Input for this task Block Start
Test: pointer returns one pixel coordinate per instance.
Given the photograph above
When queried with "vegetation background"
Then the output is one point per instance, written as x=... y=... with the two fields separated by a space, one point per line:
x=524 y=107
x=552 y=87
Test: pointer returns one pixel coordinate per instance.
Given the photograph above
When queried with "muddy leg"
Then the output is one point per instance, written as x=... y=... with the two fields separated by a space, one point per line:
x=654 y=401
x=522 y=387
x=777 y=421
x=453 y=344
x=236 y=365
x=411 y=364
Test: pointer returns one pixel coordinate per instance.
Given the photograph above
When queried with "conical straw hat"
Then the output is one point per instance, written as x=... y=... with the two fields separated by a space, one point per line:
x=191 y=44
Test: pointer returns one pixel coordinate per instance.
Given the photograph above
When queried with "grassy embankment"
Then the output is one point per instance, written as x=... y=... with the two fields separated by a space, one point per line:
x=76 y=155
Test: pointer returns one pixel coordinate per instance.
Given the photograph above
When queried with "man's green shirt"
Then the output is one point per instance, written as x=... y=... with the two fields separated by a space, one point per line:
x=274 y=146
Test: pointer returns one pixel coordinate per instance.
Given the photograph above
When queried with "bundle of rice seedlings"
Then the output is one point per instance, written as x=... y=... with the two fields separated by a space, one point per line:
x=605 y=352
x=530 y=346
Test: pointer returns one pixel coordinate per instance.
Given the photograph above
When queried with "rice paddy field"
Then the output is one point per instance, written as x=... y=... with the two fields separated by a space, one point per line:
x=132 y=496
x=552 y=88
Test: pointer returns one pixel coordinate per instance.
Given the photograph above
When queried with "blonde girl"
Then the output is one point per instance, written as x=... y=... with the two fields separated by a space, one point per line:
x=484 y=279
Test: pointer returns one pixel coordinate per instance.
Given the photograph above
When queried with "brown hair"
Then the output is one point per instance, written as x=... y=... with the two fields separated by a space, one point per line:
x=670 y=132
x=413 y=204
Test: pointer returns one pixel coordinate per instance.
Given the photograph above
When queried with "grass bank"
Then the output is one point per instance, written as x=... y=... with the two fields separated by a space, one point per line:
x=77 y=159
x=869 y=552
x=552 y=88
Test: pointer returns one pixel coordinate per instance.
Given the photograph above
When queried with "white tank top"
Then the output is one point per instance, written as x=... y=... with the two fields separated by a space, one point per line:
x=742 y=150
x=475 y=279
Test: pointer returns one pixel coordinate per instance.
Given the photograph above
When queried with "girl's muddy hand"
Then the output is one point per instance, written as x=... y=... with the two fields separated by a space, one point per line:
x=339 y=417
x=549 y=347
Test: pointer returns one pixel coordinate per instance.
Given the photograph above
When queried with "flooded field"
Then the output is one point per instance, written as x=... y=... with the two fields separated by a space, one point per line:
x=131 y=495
Input for this task Block End
Exercise objective:
All entries are to be reproduced verbatim, with none omitted.

Response area:
Test: pointer returns one pixel coordinate per instance.
Given the photograph above
When queried with "vegetation background"
Then the output is one point per instance, written as x=... y=... with the two fields separated by a space, one point per line:
x=524 y=107
x=552 y=87
Test: pointer returns one pixel coordinate per instance.
Given the photograph above
When queried with "muddy leg"
Then the output is one point per instance, written as x=... y=... with the two fields separated by a space, one point per line:
x=654 y=401
x=522 y=387
x=777 y=421
x=453 y=344
x=236 y=365
x=411 y=364
Test: pointer returns one pixel coordinate per instance.
Given the photograph above
When queried with "conical straw hat"
Then the output is one point per instance, written as x=... y=... with the two fields separated by a space, one point per line:
x=191 y=44
Test: pointer returns one pixel coordinate per instance.
Given the photograph above
When queried with "grassy embankment"
Then the output is one point per instance, written as x=... y=... with the two fields separated by a space, one point per line:
x=76 y=155
Test: pointer returns one pixel coordinate per instance.
Given the photograph above
When queried with "man's green shirt"
Then the output is one point per instance, written as x=... y=... with the two fields separated by a space, one point per line:
x=274 y=146
Test: pointer returns one pixel coordinate per instance.
Given the photograph above
When queried with "bundle of rice seedlings"
Then the output is one point per instance, written as x=... y=... with the two fields separated by a space, one point per line:
x=605 y=352
x=530 y=346
Test: pointer returns one pixel coordinate per instance.
Given the photograph above
When queried with "rice paddy field"
Then the output is one point per instance, written as x=... y=... with the two fields separated by a space, one point per line:
x=132 y=496
x=552 y=88
Test: pointer returns one pixel coordinate per instance.
Given the photograph above
When queried with "blonde girl"
Then the output is one point per instance, written as x=... y=... with the two fields separated by a space, one point per line:
x=484 y=279
Test: pointer returns one pixel coordinate per instance.
Given the photograph above
When queried with "brown hair"
Then the output is one point per instance, written as x=... y=... with the two fields separated by a space, one point per line:
x=670 y=132
x=413 y=204
Test: pointer returns one pixel coordinate per instance.
Given the photograph above
When queried with "grass bank"
Then the output is one point per instance, written as x=... y=... with the two fields separated by a space, one point per line:
x=77 y=159
x=869 y=552
x=552 y=88
Test: pointer returns one pixel coordinate per instance.
Given the photograph above
When queried with "white tank top"
Then the output is one point per instance, written as x=... y=... with the two fields separated by a space, one point per line:
x=742 y=150
x=475 y=279
Test: pointer returns one pixel coordinate per instance.
Given the photograph above
When queried with "girl's muddy hand"
Then the output is one point per instance, written as x=... y=... with the two fields separated by a space, one point per line:
x=339 y=417
x=549 y=347
Test: pointer returns one pixel coordinate per instance.
Given the photograph above
When queried with "flooded field"
Then the output is one point per instance, written as x=... y=... with the two fields separated by a space, one point per line:
x=131 y=495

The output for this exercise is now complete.